» **Stated exercise**
Name every user whose avatar label appears in the food-label discussion below.

» **Reading text**
══════════

I try to avoid as many processed foods as I can, but once in awhile (on every shopping trip) I will break down and get an old favorite or try a new guilty pleasure. When I do I mainly look for sodium and sugar. If the sodium content is higher than I feel it should be (a wholly subjective measure, but generally if it’s more than, say, 10% of the RDA per serving), then I’ll pass it up. Likewise if “sugar” (in any of its various forms) or “salt” is one of the primary ingredients, then I just pass it up.

I figure that if I only liked (or would like) the taste because of sugar or salt then I can give it up.

Except chocolate. I’ll put up with all kinds of ‘bad’ to enjoy chocolate. And ice cream.

Other than those two, I don’t really worry much about other additives. It’s sugar and salt that are more likely to do real damage to me over the long term, I think. I have concerns about some other additives and adulterants, such as mercury in fish, for example, but I don’t ‘worry’ about that, and I figure that most otherwise healthy foods have health benefits that outweigh the minor risk.

JLeslie's avatar

I don’t look at additives much, but I do look at cholesterol content. And, I do try to not eat a lot of processed foods. I eat more than I would like. I do think they are bad for you.

fremen_warrior's avatar

I’m a vegetarian – labels are my friends ;-)

marinelife's avatar

Yes, for example, ice cream.

poisonedantidote's avatar

I used to but I stopped, as it was pissing me off way too much. I came to realize, that unless you eat things you cook your self, they will just try to poison you.

══════════

» **Records**
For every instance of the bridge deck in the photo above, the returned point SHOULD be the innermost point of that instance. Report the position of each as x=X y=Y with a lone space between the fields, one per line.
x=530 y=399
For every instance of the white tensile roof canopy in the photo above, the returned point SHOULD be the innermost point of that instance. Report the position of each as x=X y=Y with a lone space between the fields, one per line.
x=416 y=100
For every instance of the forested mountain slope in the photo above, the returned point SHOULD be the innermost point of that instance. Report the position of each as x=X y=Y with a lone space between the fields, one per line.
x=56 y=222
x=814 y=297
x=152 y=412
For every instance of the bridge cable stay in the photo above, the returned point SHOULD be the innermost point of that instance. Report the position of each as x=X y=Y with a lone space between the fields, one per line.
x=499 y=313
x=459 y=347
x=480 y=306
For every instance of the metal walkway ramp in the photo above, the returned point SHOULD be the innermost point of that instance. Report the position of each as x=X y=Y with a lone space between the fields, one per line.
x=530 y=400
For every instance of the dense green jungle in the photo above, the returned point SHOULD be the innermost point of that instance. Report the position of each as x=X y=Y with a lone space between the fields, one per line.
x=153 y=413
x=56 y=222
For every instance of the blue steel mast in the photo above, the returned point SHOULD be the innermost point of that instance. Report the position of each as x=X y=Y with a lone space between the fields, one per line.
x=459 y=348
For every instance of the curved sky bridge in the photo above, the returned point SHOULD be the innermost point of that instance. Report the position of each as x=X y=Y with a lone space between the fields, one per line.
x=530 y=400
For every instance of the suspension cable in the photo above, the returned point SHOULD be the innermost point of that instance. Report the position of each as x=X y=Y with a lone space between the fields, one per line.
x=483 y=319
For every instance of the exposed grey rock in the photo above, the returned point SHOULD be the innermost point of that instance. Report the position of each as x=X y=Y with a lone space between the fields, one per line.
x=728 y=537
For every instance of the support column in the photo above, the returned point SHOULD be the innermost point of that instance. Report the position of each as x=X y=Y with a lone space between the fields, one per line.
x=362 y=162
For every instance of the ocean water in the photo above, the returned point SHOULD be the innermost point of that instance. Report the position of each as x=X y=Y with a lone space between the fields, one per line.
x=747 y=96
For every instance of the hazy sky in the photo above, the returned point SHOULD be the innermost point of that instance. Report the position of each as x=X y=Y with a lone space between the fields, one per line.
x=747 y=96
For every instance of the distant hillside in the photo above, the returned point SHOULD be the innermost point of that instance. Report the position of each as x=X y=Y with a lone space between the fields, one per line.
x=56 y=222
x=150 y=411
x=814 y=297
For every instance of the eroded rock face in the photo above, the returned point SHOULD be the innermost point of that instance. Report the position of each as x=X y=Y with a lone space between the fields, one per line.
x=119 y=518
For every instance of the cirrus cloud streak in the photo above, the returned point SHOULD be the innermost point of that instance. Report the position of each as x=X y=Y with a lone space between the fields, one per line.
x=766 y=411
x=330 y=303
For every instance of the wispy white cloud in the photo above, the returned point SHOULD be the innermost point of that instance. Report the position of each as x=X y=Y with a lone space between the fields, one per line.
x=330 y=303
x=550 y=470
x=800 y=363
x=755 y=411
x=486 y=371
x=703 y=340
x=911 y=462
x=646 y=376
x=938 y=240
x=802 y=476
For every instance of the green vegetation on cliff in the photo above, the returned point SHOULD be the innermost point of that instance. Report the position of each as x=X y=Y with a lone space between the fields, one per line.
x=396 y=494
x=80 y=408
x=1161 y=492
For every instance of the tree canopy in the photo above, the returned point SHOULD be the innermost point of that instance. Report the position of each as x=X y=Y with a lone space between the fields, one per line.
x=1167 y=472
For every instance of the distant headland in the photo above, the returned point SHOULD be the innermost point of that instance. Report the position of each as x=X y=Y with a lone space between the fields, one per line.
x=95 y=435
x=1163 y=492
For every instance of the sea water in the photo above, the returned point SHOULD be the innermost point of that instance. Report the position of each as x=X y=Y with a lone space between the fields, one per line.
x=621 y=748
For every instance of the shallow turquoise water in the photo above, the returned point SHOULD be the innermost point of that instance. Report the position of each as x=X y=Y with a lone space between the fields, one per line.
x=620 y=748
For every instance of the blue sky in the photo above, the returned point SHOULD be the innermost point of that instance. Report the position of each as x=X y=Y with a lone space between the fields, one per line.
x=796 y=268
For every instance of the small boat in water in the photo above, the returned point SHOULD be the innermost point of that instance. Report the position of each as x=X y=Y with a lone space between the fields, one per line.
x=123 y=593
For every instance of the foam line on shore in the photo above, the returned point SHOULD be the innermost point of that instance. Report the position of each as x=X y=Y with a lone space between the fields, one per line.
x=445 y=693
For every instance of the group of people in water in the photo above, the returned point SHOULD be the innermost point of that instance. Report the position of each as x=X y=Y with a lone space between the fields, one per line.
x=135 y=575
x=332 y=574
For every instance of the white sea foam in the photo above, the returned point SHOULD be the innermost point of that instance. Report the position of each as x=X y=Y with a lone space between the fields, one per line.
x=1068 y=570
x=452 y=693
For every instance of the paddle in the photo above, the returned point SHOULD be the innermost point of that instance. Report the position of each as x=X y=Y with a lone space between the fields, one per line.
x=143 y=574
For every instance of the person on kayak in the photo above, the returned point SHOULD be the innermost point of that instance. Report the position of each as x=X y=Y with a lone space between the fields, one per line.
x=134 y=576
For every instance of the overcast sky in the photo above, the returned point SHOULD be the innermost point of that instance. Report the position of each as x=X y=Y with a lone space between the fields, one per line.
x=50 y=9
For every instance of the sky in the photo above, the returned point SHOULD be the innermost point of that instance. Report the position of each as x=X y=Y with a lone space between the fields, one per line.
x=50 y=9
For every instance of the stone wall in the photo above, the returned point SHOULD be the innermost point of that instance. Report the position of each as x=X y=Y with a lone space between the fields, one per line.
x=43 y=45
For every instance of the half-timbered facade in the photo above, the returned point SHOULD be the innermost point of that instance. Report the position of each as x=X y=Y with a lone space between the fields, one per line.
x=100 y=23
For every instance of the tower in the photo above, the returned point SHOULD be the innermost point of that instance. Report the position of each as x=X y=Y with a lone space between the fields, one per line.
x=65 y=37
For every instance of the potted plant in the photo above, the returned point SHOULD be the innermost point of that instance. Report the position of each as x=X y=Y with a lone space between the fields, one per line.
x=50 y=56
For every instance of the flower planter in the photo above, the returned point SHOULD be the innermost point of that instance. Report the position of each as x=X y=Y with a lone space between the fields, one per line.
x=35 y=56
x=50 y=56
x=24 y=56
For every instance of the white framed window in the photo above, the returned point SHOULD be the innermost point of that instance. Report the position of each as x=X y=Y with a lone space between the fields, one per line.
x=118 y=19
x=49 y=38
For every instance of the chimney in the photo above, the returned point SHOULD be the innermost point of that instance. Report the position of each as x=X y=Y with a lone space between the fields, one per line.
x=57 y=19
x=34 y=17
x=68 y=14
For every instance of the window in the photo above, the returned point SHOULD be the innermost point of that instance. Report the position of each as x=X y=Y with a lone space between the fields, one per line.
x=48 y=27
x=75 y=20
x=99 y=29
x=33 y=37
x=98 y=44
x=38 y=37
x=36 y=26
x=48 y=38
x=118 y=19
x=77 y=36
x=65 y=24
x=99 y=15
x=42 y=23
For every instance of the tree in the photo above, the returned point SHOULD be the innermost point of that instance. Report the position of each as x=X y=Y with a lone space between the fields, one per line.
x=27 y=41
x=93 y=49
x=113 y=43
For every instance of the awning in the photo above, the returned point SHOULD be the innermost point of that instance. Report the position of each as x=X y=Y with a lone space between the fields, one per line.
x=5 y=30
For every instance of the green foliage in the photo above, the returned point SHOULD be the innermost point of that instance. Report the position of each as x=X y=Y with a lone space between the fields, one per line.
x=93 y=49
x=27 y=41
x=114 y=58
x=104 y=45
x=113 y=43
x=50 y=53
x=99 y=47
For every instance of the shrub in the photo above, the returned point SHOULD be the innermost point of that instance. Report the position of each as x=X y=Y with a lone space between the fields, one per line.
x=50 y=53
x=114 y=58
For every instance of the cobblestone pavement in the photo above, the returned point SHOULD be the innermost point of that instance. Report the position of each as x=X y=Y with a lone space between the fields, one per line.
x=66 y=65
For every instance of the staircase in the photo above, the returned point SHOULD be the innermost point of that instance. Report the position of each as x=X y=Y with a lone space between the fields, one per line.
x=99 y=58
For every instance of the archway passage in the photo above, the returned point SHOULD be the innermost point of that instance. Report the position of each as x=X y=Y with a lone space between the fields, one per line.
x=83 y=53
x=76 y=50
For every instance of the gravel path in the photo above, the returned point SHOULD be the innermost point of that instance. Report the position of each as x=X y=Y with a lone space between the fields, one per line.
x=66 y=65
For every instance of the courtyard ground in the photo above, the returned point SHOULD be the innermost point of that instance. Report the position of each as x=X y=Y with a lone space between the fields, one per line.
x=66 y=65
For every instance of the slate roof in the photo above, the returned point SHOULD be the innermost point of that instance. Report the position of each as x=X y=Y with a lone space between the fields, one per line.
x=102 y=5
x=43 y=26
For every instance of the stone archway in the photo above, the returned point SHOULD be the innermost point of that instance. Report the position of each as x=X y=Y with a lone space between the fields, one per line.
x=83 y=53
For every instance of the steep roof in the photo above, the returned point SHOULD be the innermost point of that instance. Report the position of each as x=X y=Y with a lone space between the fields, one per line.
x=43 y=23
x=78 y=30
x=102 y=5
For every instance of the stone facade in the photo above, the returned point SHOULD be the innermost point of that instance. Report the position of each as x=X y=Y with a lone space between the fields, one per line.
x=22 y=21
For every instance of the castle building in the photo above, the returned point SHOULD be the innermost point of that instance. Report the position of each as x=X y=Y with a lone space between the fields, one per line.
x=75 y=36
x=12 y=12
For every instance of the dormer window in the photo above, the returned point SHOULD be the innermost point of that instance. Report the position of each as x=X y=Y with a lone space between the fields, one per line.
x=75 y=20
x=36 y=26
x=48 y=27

══════════

» **Final result**
JLeslie, fremen_warrior, marinelife, poisonedantidote